BEGIN

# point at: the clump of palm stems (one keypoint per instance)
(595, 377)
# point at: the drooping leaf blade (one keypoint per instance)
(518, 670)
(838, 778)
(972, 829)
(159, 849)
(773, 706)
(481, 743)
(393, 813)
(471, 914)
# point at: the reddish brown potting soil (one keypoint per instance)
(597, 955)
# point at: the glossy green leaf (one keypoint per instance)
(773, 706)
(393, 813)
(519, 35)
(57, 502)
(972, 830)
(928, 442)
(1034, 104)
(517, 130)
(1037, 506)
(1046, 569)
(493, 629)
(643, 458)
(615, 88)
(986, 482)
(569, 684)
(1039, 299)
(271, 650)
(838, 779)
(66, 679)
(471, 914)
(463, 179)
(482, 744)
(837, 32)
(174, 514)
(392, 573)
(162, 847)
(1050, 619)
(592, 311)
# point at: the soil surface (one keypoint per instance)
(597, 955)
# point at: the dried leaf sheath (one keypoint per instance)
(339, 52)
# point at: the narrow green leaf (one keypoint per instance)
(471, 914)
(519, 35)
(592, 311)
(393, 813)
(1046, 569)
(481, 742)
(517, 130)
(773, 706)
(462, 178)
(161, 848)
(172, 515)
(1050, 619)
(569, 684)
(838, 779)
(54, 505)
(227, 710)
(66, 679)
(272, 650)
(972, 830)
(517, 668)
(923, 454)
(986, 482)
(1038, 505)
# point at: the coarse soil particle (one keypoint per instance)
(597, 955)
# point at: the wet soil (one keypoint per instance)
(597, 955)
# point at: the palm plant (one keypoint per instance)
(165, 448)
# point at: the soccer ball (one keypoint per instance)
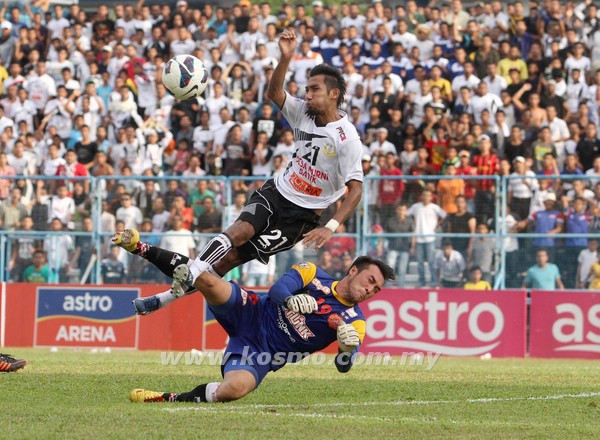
(185, 77)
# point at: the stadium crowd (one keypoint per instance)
(434, 88)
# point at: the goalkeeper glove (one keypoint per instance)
(301, 303)
(347, 337)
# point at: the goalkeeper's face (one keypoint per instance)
(364, 284)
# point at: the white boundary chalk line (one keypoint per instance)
(243, 408)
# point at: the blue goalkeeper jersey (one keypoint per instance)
(285, 331)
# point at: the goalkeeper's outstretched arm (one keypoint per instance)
(349, 337)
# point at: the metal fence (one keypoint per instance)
(76, 256)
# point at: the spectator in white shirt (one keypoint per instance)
(62, 206)
(57, 25)
(449, 266)
(496, 83)
(178, 239)
(381, 144)
(130, 215)
(520, 190)
(559, 134)
(586, 258)
(427, 217)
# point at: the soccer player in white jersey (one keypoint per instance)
(286, 209)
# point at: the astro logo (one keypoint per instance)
(450, 323)
(86, 317)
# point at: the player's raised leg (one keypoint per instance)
(217, 258)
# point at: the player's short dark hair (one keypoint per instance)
(366, 261)
(333, 79)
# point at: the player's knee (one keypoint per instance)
(240, 232)
(234, 390)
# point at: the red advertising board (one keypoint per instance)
(447, 321)
(565, 324)
(97, 316)
(86, 316)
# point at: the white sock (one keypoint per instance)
(211, 391)
(165, 298)
(198, 267)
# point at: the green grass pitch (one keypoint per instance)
(78, 394)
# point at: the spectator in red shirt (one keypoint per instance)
(464, 168)
(390, 191)
(338, 246)
(437, 146)
(73, 169)
(5, 170)
(487, 164)
(421, 168)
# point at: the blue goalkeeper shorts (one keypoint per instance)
(240, 318)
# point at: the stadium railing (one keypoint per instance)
(506, 268)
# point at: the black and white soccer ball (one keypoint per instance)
(185, 77)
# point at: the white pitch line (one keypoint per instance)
(242, 408)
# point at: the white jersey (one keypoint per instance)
(325, 158)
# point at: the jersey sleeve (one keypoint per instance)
(360, 326)
(307, 272)
(350, 160)
(293, 109)
(292, 282)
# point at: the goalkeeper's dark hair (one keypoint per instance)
(333, 79)
(364, 262)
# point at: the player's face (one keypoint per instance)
(318, 99)
(364, 284)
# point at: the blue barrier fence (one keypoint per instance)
(360, 233)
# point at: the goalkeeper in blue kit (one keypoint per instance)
(304, 312)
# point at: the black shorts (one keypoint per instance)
(279, 223)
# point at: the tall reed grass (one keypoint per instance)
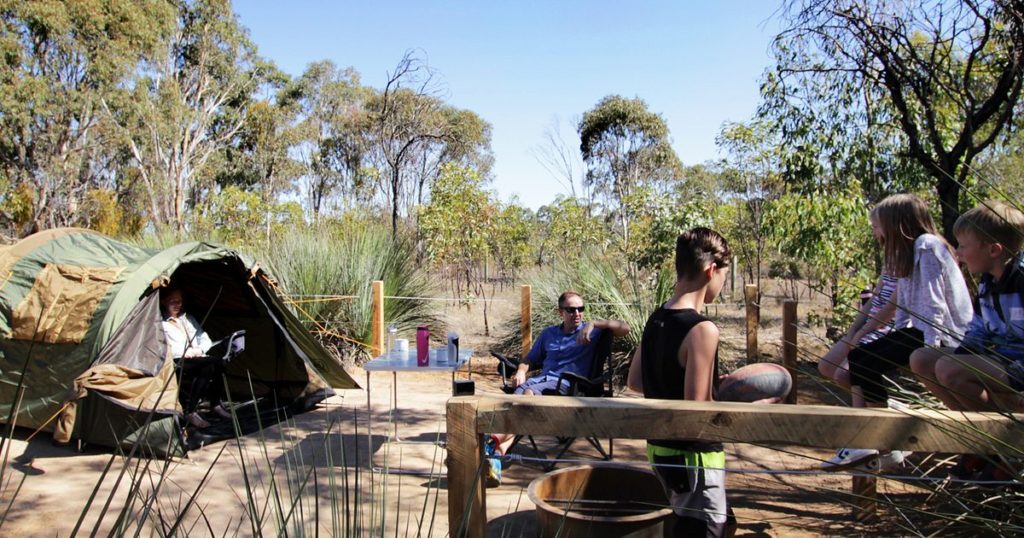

END

= What to produce =
Extract every line of the entries above that contains the word "jersey".

= In response =
# point at: the blue goalkeeper jersey (one keypoint per instance)
# point at: the soccer player in white jersey (one keypoint per instance)
# point at: the white jersey (one keypoint per instance)
# point at: the jersey sleeve (one keypoint per instance)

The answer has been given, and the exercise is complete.